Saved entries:
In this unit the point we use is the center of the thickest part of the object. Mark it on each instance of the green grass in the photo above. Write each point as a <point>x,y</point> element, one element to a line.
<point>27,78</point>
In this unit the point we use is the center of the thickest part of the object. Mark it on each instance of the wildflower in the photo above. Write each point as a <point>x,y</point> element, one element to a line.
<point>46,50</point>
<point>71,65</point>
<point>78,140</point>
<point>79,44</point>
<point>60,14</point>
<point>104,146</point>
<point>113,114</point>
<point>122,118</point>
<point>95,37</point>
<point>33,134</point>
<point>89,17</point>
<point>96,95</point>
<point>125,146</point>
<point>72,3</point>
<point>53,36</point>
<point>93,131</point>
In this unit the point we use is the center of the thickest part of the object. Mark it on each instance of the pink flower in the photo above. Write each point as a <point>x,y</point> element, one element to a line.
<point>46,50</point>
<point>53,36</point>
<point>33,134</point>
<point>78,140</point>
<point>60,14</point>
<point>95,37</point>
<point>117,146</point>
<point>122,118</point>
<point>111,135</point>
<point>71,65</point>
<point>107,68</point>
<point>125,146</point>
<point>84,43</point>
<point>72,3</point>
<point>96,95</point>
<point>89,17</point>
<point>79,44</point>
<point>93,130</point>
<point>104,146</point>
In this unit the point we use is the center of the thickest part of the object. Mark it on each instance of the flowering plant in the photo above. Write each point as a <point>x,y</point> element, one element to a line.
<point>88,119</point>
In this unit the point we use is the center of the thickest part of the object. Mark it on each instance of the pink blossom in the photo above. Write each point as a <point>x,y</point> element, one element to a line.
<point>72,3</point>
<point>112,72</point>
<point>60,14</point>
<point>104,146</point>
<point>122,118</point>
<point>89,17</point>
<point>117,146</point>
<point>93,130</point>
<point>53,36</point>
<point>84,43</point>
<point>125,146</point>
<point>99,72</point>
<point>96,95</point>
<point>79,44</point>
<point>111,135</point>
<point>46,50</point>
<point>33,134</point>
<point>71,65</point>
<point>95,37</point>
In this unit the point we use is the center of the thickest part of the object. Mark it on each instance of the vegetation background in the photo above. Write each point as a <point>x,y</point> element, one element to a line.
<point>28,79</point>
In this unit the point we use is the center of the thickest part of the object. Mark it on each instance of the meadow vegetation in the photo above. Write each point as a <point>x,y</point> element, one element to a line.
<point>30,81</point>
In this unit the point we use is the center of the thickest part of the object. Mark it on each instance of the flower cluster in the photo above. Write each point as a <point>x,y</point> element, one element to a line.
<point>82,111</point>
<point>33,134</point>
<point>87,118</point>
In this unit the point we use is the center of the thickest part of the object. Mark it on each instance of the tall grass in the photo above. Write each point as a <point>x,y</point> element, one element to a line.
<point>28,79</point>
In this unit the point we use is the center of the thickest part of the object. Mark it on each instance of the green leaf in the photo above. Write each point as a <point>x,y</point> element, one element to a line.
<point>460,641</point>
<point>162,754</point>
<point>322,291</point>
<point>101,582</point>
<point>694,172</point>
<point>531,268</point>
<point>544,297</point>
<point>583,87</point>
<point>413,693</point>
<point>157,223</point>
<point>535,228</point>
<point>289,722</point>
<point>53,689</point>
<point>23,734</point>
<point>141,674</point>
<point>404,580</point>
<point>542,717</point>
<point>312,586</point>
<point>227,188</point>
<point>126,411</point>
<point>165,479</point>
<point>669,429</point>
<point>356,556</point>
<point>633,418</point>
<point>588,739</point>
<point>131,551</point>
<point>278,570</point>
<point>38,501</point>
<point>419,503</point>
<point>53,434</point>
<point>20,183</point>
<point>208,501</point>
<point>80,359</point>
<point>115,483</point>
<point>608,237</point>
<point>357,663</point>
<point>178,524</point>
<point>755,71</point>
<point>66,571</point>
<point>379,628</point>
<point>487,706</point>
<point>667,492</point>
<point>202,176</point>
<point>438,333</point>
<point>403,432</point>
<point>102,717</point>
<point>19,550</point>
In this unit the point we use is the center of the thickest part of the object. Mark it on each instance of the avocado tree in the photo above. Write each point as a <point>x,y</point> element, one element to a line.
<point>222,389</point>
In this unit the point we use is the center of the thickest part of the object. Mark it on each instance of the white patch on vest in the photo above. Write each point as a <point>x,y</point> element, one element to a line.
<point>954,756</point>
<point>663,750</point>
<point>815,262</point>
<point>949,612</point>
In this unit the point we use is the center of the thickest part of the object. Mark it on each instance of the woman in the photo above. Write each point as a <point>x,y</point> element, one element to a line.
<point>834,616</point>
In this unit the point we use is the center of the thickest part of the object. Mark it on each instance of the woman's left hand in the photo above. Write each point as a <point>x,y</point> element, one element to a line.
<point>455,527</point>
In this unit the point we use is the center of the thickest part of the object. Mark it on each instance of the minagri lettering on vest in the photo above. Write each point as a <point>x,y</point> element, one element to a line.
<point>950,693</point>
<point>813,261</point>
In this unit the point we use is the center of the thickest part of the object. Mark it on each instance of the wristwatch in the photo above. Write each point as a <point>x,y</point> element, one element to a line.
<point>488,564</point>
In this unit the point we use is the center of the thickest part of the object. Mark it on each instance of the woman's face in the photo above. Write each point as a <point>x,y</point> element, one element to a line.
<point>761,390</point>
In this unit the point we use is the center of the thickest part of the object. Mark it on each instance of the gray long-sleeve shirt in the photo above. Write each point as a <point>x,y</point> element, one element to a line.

Directions for this task: Reproduce the entries in full, exactly as written.

Solved problem:
In this unit the point we use is the center of the thickest part of the object. Mark it on each instance of the green grass in the photo above. Write each point as a <point>x,y</point> element, one element to a line.
<point>27,78</point>
In this unit the point we use is the center of the thickest part of the object. Mark it on each instance of the wildflower in the photo above. Write each point as a <point>x,y</point> element, one element to a line.
<point>46,50</point>
<point>71,65</point>
<point>78,140</point>
<point>79,44</point>
<point>60,14</point>
<point>104,146</point>
<point>113,114</point>
<point>122,118</point>
<point>95,37</point>
<point>33,134</point>
<point>89,17</point>
<point>96,95</point>
<point>125,146</point>
<point>72,3</point>
<point>53,36</point>
<point>93,131</point>
In this unit the point we use is the center of the thickest part of the object. Mark it on each instance of the pink flower in the photo above. Write each point as a <point>x,y</point> element, one element to a line.
<point>46,50</point>
<point>53,36</point>
<point>33,134</point>
<point>78,140</point>
<point>60,14</point>
<point>95,37</point>
<point>117,146</point>
<point>122,118</point>
<point>111,135</point>
<point>71,65</point>
<point>107,68</point>
<point>125,146</point>
<point>84,43</point>
<point>72,3</point>
<point>96,95</point>
<point>89,17</point>
<point>79,44</point>
<point>93,130</point>
<point>104,146</point>
In this unit the point we use is the center of the thickest part of the object. Mark it on each instance of the flowering plant in the photo above. Write each point as a <point>x,y</point> element, one element to a line.
<point>88,119</point>
In this unit the point we use is the center of the thickest part of the object. Mark it on each instance of the pink blossom in the photo above. Write each point as a <point>x,y</point> element, one element to a line.
<point>72,3</point>
<point>112,72</point>
<point>60,14</point>
<point>104,146</point>
<point>122,118</point>
<point>89,17</point>
<point>117,146</point>
<point>93,130</point>
<point>53,36</point>
<point>84,43</point>
<point>125,146</point>
<point>99,72</point>
<point>96,95</point>
<point>79,44</point>
<point>111,135</point>
<point>46,50</point>
<point>33,134</point>
<point>71,65</point>
<point>95,37</point>
In this unit the point we use is the center of the thickest part of the object. Mark it on each instance of the vegetation background in the photo above. Write each point as a <point>x,y</point> element, one element to a line.
<point>28,79</point>
In this unit the point we use is the center of the thickest part of the object. Mark it on each instance of the meadow vegetation in the photo above. Write each point as a <point>x,y</point> element, one element to a line.
<point>30,81</point>
In this unit the point we use is the center of the thickest part of the object. Mark it on each instance of the flower cluster in the photo above. Write each point as a <point>x,y</point> element, one element to a line.
<point>82,111</point>
<point>33,134</point>
<point>87,118</point>
In this unit the point we use is the center of the thickest part of the object. Mark it on each instance of the tall grass in the photo above. Write each point as a <point>x,y</point> element, one element to a line.
<point>28,79</point>
In this unit the point we use is the center of the thickest part of the object. Mark it on each instance of the green leaf in the photo above. Write each point as a <point>x,y</point> element, one element to a line.
<point>460,641</point>
<point>162,754</point>
<point>322,291</point>
<point>101,582</point>
<point>694,172</point>
<point>531,268</point>
<point>544,297</point>
<point>583,87</point>
<point>413,693</point>
<point>157,223</point>
<point>535,228</point>
<point>289,722</point>
<point>53,689</point>
<point>23,734</point>
<point>141,674</point>
<point>404,580</point>
<point>542,717</point>
<point>312,586</point>
<point>227,188</point>
<point>126,411</point>
<point>165,479</point>
<point>669,429</point>
<point>356,556</point>
<point>633,418</point>
<point>588,739</point>
<point>131,551</point>
<point>278,570</point>
<point>38,501</point>
<point>419,503</point>
<point>53,434</point>
<point>20,183</point>
<point>208,501</point>
<point>80,359</point>
<point>115,483</point>
<point>608,237</point>
<point>357,663</point>
<point>178,524</point>
<point>755,71</point>
<point>66,571</point>
<point>379,628</point>
<point>487,706</point>
<point>667,492</point>
<point>202,176</point>
<point>438,333</point>
<point>403,432</point>
<point>102,717</point>
<point>19,550</point>
In this unit the point we use is the center of the thickest part of the object. Mark it on each instance of the avocado tree in the photo above. Write each point as a <point>x,y</point> element, one element to a line.
<point>222,389</point>
In this unit the point we use is the center of the thickest part of the object. Mark it on each instance of the white patch on vest in the photo above. Write each point as a <point>x,y</point> element, one element to a line.
<point>954,756</point>
<point>663,750</point>
<point>815,262</point>
<point>949,612</point>
In this unit the point we use is the center of the thickest part of the object. Mark it on each instance of the woman in the photo above. Write each point as a <point>x,y</point> element, one element to a line.
<point>834,616</point>
In this unit the point we use is the center of the thickest part of the object. Mark it on each instance of the woman's left hand in the photo above. Write each point as a <point>x,y</point> element, one element to a line.
<point>455,527</point>
In this unit the point we use is the center of the thickest part of the object. Mark it on each instance of the minagri lettering on vest in the photo above. Write each point as a <point>x,y</point> element, one element to a line.
<point>950,693</point>
<point>813,261</point>
In this unit the point we use is the center of the thickest part of the object. Mark it on each instance of the wristwatch in the photo above. Write each point as a <point>x,y</point> element, one element to a line.
<point>488,564</point>
In this unit the point we use is the center of the thickest part of the object. Mark it on each instance of the woman's face in the photo above. Write each point as a <point>x,y</point> element, one element to a line.
<point>761,390</point>
In this unit the point we use is the center of the thickest part of the object. Mark it on each instance of the gray long-sleeve shirt in the photo above. Write each point as a <point>x,y</point> element, one element to a line.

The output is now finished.